• _SET EXERCISE_: Will you output the entries below exactly, skipping every image they contain?

— start of MATERIAL SHOWN —

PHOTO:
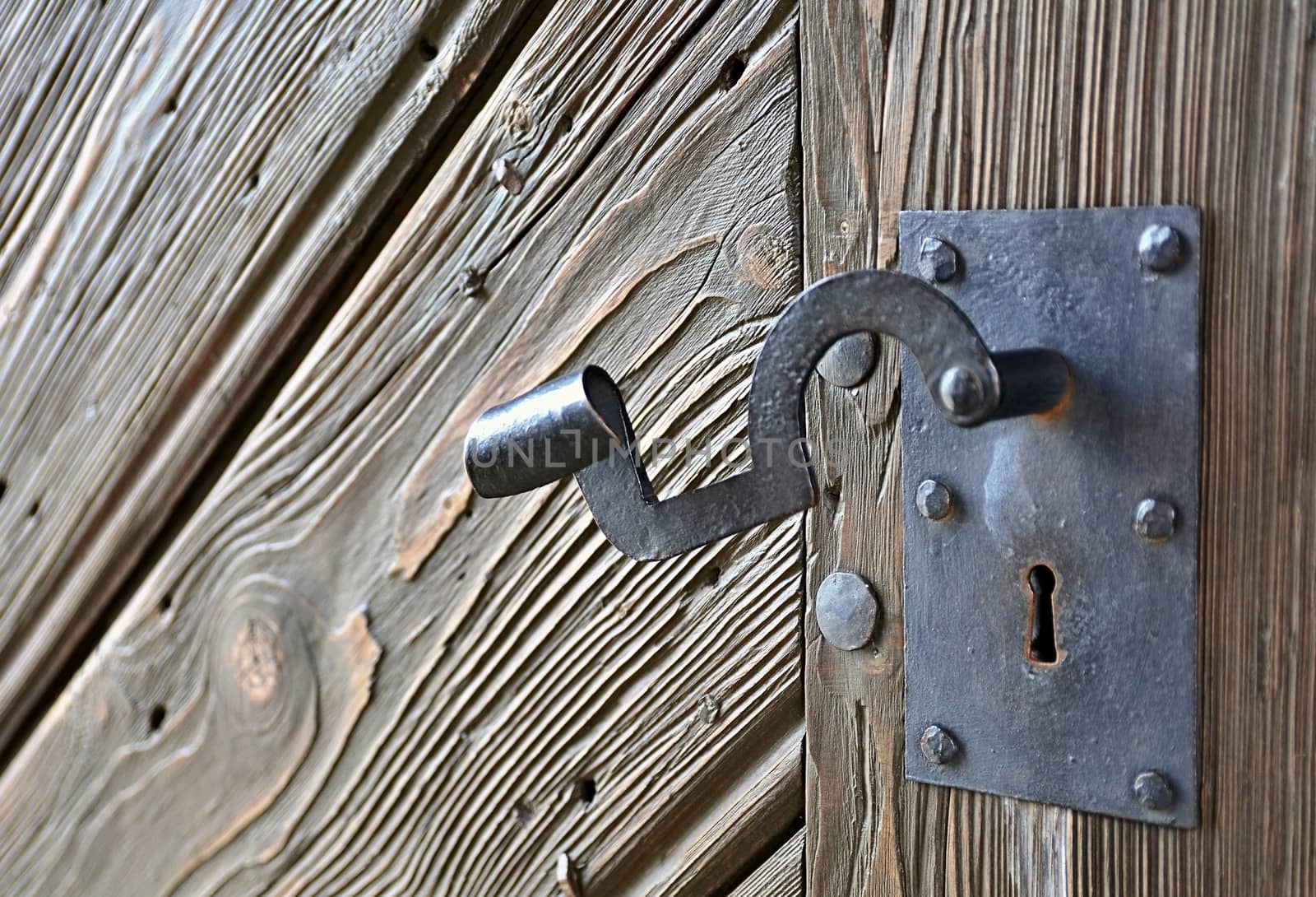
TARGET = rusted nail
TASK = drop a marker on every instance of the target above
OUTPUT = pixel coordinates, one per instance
(1153, 791)
(846, 610)
(934, 501)
(1160, 248)
(938, 260)
(849, 361)
(938, 746)
(1153, 519)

— end of MATERIAL SHOWN —

• _RESULT FOR THIS TASK_:
PHOTO:
TARGET = rusted nail
TASK = drop a marker on every instance of the target above
OUTPUT = pixel coordinates, one per instance
(1153, 791)
(846, 610)
(934, 501)
(1160, 248)
(938, 260)
(849, 361)
(938, 746)
(1153, 519)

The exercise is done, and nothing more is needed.